» **GOAL OF THE EXERCISE**: From the passage on thread communication metrics, set down the stretch that begins with the words "Communication Amount. Improvements" and ends with "is calculated by (3).", copying it word for word.

» **SELECTED EXCERPT**:

========================================

Communication behavior of a parallel application consisting of 5 threads.

Communication Heterogeneity. For policies that focus on improving the locality of communication, it is necessary to have groups of threads that communicate more within the group than with threads outside the group. Based on this intuition, a higher variation in the number of communication events for thread pairs in the communication matrix indicates opportunities to increase the overall locality. We refer to this variation as the heterogeneity of communication. We adapt previous work [6, 10] to formulate the metric \(H_{Comm}\), which evaluates this heterogeneity. As shown in (1), \(H_{Comm}\) is calculated by first normalizing the communication matrix M to its highest value, and then calculating the average variance of the number of communication events per thread. The max and var functions calculate the maximum and variance, respectively, and T represents the number of threads. A locality-based thread mapping policy is more suitable for higher values of \(H_{Comm}\).

$$\begin{aligned} M_{norm} = \frac{M}{max(M)} \cdot 100,\qquad H_{Comm} = \frac{\sum _{i=1}^{T}var(M_{norm}[i][1...T])}{T} \end{aligned}$$

(1)

Communication Balance. For mapping policies that are based on balance, it is necessary to determine if some threads are performing more communication than others. To evaluate this property, we introduce the metric \(B_{Comm}\), which we refer to as the balance of the threads’ communication behavior. To calculate \(B_{Comm}\), we first calculate the total amount of communication per thread in a communication vector CommV, where each element i of CommV contains the number of communication events of thread i. Then, similar to traditional load balance [15], \(B_{Comm}\) is calculated by (2).

$$\begin{aligned} CommV[i] = \sum _{j=1}^T M[i][j], \quad B_{Comm} = \left( \frac{max(CommV)}{\sum _{i=1}^TCommV[i]/T}-1\right) \cdot 100\,\% \end{aligned}$$

(2)

A value of \(B_{Comm}\) that is close to 0 indicates a highly balanced communication between threads, while higher values indicate more imbalance in the threads’ communication behavior, suggesting that communication balance-based mapping policies are more beneficial. A comparison of communication matrices with different values of heterogeneity and balance is shown in Fig. 1c.

Communication Amount. Improvements according to a specific thread mapping policy depend on how much threads are communicating. We expect higher gains for parallel applications that communicate more. To describe the amount of communication, we introduce the \(A_{Comm}\) metric, defined as the average number of communication events per thread, which is calculated by (3).

========================================

(Collected data entries)
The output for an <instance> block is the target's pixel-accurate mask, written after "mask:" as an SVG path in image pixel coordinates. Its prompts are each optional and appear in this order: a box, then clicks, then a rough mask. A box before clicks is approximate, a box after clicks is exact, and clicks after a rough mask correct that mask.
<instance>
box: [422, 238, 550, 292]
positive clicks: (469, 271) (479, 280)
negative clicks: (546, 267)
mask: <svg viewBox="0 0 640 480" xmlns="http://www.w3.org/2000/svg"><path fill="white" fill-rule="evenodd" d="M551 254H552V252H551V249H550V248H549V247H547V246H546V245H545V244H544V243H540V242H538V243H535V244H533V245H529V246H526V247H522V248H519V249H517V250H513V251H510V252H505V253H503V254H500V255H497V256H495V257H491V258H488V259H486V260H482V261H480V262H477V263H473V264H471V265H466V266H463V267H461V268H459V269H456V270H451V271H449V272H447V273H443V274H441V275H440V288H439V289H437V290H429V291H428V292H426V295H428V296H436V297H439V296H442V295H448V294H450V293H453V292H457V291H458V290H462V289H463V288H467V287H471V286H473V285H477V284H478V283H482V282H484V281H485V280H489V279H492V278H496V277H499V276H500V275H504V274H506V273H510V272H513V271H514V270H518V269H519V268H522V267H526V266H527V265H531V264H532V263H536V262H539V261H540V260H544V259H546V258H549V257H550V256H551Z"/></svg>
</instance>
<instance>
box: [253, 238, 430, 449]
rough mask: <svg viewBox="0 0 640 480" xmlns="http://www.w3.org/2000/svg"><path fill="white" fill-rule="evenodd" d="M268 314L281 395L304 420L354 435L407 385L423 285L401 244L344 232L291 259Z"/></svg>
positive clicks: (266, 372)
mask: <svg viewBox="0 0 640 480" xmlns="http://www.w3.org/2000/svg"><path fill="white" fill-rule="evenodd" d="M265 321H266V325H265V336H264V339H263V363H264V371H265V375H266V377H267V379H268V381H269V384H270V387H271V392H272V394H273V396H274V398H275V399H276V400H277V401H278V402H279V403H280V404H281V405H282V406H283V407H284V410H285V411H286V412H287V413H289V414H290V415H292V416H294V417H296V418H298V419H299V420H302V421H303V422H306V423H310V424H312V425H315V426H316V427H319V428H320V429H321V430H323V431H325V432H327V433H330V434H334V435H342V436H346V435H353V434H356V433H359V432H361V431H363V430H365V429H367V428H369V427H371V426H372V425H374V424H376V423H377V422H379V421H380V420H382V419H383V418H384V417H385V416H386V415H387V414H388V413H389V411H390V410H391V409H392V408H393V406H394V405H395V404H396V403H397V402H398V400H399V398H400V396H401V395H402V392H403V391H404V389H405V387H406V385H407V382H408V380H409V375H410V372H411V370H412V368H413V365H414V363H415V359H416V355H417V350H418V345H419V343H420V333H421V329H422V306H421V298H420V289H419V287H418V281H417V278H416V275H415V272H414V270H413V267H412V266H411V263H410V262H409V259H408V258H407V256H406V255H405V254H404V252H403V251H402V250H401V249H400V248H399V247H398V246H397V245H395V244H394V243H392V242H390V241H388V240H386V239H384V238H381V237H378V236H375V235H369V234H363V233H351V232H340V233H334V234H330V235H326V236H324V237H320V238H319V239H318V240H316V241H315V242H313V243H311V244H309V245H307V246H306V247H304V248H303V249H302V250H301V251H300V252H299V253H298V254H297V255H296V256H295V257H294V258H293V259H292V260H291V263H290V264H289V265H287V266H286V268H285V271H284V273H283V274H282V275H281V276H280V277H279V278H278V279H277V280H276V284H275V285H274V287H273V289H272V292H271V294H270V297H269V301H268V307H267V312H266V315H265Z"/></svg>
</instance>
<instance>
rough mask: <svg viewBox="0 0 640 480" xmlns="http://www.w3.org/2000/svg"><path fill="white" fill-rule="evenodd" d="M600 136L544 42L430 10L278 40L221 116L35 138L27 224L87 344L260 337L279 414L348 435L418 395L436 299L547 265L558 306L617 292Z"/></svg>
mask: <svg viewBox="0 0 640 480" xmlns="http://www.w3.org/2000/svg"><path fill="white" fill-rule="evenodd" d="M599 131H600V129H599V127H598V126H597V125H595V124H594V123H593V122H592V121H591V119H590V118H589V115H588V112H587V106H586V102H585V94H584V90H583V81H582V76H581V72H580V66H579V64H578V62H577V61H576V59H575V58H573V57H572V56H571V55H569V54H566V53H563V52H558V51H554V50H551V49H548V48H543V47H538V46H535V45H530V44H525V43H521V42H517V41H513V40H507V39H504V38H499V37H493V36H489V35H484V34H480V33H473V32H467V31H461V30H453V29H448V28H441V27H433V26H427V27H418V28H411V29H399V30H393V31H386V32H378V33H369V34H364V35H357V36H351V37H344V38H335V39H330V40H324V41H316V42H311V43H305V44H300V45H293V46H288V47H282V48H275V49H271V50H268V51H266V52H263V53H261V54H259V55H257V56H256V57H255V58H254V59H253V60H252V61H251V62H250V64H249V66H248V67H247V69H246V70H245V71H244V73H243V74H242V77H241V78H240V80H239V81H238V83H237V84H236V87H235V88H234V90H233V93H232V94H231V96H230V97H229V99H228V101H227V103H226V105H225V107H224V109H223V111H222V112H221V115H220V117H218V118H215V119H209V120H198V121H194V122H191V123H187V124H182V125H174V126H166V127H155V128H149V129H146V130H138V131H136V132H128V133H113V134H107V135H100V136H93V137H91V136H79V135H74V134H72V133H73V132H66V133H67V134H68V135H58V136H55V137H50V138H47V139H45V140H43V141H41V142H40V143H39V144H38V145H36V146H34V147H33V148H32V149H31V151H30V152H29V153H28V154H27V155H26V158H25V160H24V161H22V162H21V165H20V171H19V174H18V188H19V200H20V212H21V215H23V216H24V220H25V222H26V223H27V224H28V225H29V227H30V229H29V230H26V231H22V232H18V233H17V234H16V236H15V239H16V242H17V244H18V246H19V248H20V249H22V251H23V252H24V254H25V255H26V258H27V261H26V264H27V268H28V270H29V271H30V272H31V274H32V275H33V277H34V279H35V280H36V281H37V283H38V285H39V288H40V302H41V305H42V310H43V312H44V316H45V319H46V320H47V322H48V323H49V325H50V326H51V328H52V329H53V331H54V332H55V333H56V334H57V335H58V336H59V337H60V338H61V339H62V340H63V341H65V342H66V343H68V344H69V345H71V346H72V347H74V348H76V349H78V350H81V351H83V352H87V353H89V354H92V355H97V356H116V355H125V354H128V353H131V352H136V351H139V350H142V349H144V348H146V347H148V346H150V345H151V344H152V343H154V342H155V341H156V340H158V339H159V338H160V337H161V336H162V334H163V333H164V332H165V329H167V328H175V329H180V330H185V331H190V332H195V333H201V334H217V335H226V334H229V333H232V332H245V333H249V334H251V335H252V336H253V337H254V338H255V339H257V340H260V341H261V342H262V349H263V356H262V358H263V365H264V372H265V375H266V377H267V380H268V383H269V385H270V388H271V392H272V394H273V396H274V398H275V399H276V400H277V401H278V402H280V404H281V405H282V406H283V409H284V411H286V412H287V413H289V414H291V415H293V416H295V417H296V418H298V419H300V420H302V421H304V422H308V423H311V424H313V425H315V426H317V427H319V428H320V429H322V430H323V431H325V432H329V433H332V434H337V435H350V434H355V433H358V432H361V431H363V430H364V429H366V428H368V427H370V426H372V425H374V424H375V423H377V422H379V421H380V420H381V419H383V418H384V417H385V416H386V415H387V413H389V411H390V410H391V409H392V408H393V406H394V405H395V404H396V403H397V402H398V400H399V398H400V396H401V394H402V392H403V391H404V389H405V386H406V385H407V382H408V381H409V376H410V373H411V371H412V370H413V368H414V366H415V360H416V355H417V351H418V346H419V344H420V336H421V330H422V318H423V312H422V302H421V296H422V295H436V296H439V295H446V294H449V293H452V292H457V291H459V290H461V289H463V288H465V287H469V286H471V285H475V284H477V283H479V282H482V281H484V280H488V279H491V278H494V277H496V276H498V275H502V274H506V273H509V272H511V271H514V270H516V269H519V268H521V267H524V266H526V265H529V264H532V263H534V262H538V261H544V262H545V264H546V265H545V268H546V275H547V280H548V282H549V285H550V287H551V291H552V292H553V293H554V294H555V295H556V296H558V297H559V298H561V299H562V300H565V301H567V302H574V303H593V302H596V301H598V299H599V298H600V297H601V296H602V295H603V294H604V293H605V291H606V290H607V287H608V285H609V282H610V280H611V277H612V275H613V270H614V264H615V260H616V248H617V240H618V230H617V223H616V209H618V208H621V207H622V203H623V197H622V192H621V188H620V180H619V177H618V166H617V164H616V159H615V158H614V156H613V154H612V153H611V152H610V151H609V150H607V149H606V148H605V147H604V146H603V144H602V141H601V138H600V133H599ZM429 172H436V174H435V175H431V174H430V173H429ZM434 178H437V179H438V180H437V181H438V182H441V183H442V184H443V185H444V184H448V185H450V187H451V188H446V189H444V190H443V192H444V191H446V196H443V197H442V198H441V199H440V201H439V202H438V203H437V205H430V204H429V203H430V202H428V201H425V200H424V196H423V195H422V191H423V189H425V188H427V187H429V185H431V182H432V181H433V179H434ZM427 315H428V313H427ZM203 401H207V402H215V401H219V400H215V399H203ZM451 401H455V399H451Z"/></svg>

========================================

» **TASK SOLUTION**:
Communication Amount. Improvements according to a specific thread mapping policy depend on how much threads are communicating. We expect higher gains for parallel applications that communicate more. To describe the amount of communication, we introduce the \(A_{Comm}\) metric, defined as the average number of communication events per thread, which is calculated by (3).